Challenge: Give only the number of lines in the entries below that contain the word "window".

....

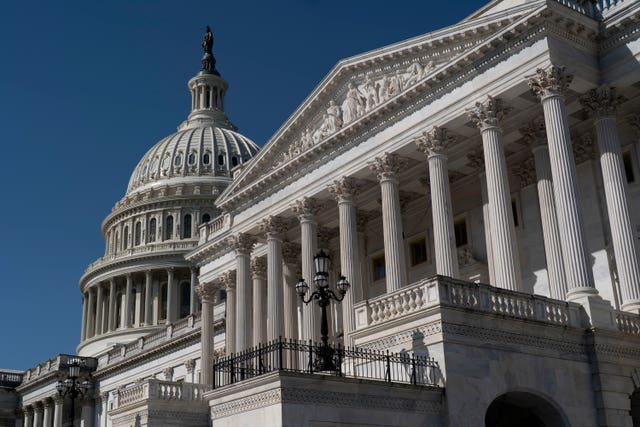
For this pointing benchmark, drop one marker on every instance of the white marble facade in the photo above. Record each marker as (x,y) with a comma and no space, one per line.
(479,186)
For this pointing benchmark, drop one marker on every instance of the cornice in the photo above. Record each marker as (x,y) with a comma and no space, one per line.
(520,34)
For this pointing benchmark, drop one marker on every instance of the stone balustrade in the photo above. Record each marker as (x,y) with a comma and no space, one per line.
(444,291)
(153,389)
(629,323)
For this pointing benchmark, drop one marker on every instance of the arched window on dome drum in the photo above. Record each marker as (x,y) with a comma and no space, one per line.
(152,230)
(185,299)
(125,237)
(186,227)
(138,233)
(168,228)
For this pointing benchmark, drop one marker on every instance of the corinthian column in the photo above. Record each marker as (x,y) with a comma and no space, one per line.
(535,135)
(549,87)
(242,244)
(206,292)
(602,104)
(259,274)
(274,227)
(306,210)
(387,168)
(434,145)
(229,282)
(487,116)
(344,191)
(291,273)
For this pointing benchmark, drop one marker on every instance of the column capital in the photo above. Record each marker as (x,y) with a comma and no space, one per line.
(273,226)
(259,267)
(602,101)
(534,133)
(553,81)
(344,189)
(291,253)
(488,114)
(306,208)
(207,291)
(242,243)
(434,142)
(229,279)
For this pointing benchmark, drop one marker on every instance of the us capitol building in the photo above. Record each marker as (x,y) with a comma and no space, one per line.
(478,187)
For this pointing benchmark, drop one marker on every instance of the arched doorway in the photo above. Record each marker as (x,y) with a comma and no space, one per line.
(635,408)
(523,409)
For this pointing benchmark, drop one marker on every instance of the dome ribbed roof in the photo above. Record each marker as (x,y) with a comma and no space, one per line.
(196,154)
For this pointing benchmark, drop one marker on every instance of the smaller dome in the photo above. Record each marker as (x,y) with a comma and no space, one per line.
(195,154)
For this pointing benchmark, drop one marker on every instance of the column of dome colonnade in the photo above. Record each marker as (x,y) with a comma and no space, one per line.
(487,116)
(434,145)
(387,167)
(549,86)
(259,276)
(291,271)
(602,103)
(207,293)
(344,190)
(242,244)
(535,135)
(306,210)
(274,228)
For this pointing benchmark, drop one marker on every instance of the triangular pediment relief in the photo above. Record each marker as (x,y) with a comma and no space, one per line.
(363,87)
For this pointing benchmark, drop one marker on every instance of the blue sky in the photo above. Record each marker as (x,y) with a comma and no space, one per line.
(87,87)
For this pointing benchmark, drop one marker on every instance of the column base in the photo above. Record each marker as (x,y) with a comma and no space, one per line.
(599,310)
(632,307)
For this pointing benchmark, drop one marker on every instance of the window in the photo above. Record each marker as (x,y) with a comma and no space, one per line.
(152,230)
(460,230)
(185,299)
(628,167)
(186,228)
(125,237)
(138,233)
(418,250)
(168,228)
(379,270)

....

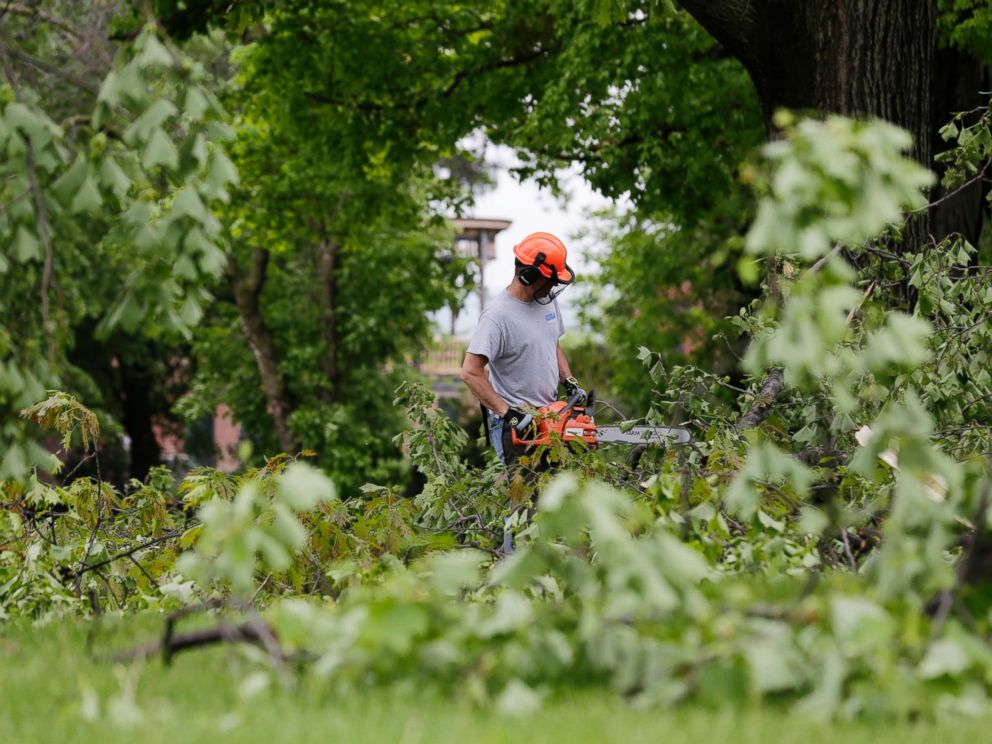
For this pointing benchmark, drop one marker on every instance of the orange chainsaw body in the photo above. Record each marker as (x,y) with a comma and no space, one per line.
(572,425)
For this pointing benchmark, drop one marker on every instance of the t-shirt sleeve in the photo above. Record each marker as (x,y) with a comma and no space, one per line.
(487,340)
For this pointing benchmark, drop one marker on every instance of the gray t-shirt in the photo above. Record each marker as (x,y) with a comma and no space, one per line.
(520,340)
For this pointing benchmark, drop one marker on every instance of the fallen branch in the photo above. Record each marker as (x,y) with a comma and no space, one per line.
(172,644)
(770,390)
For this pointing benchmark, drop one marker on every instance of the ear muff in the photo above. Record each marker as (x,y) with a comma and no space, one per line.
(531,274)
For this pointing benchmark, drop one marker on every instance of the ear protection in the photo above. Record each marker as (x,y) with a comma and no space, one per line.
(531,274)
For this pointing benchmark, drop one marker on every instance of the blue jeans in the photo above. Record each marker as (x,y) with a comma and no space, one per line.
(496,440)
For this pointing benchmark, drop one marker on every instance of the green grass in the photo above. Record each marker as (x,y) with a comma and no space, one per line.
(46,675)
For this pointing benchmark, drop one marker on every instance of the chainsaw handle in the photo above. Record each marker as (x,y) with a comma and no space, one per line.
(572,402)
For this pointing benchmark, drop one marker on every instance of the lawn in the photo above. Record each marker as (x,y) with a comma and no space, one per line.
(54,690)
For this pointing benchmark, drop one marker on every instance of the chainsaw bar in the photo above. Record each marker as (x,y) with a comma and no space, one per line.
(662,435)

....

The reply: 2